● **Work task**:
The expected answer is every line from the material below that has the word "target".
━━━━━━━━━━
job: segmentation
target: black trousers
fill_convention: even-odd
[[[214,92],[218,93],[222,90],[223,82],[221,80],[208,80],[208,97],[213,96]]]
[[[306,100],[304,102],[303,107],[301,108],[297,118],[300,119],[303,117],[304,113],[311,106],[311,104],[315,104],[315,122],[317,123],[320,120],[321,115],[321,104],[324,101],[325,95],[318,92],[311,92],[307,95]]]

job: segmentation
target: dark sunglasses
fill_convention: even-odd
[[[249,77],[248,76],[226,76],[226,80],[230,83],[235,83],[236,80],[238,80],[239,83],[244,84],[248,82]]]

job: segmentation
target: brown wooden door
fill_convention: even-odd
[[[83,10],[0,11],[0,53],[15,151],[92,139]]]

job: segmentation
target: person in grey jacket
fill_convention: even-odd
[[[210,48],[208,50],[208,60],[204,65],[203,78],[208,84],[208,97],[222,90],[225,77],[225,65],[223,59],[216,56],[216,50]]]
━━━━━━━━━━
● **The answer**:
target: black trousers
target: dark sunglasses
target: brown wooden door
target: person in grey jacket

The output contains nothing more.